▶ WRITTEN TASK
Please answer from the disaster recovery passage: what kind of disaster can single-region multi-AZ solutions not effectively protect a business against?

▶ READING PASSAGE

*****

Cross-AZ Active-Active

The preceding two solutions are both in Active-Standby mode and are for use in single-region multi-AZ DR. As a matter of fact, the same architecture can be used in Active-Active mode based on DNS and ACK One multi-cluster gateways. In addition, you can configure custom ratios for traffic distribution, such as 40% and 60%, and configure automatic traffic switchover in disasters.

In Active-Active mode, you must determine the number of application replicas in each cluster based on the configured ratio of traffic distribution. In addition, you must configure the auto-scaling capability in the clusters to adapt to cluster traffic changes during switchovers.

Pros and cons

Single-region multi-AZ solutions are cost-efficient. You can use multi-AZ deployment and HA for cloud services, such as cloud native gateway, container, middleware, and database services, for minimized business changes and rapid switchover.

These solutions are used to protect business against single-AZ disasters. If a region-level disaster occurs, these solutions are unable to effectively protect your business.

Cloud + IDC DR solutions for a single region

The architecture of this solution is similar to that of the single-region multi-AZ DR solution. The following items describe this solution:

  • A leased line connection is established between a VPC and a data center to provide management and data channels.

*****

▶ LISTED ENTRIES
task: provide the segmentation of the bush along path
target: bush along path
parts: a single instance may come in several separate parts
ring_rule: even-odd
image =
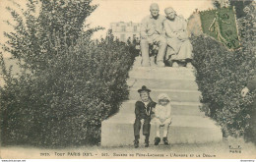
[[[139,59],[138,59],[139,60]],[[170,143],[208,143],[221,141],[221,127],[200,112],[200,92],[192,69],[151,68],[136,66],[129,72],[129,100],[122,103],[119,112],[101,124],[101,146],[132,145],[134,140],[135,102],[140,98],[137,90],[146,85],[151,97],[157,101],[160,93],[171,99],[172,124],[169,128]],[[142,134],[142,133],[141,133]],[[154,144],[156,126],[151,126],[150,144]],[[144,145],[141,135],[140,144]]]
[[[192,37],[191,42],[202,110],[222,126],[224,136],[241,136],[256,144],[255,107],[251,104],[255,91],[245,98],[240,94],[256,70],[256,3],[246,6],[244,12],[246,16],[237,20],[239,49],[227,50],[206,35]]]

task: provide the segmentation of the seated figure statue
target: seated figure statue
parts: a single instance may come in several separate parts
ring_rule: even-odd
[[[159,5],[153,3],[150,7],[151,15],[144,18],[141,23],[141,52],[142,66],[154,66],[155,57],[149,56],[150,45],[158,45],[157,65],[164,67],[163,58],[166,52],[166,38],[163,31],[164,16],[159,14]]]
[[[166,60],[170,61],[172,67],[178,67],[178,63],[186,63],[186,67],[190,68],[193,48],[188,39],[187,23],[171,7],[166,8],[164,13],[166,20],[163,27],[168,45]]]

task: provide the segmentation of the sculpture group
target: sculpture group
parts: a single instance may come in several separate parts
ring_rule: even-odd
[[[141,23],[141,52],[142,66],[164,67],[168,62],[172,67],[179,63],[190,68],[192,60],[192,45],[188,39],[187,23],[171,8],[165,8],[165,17],[160,15],[159,5],[154,3],[150,7],[151,15]],[[150,57],[150,45],[157,45],[159,52],[157,59]]]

*****

▶ SOLUTION
A region-level disaster.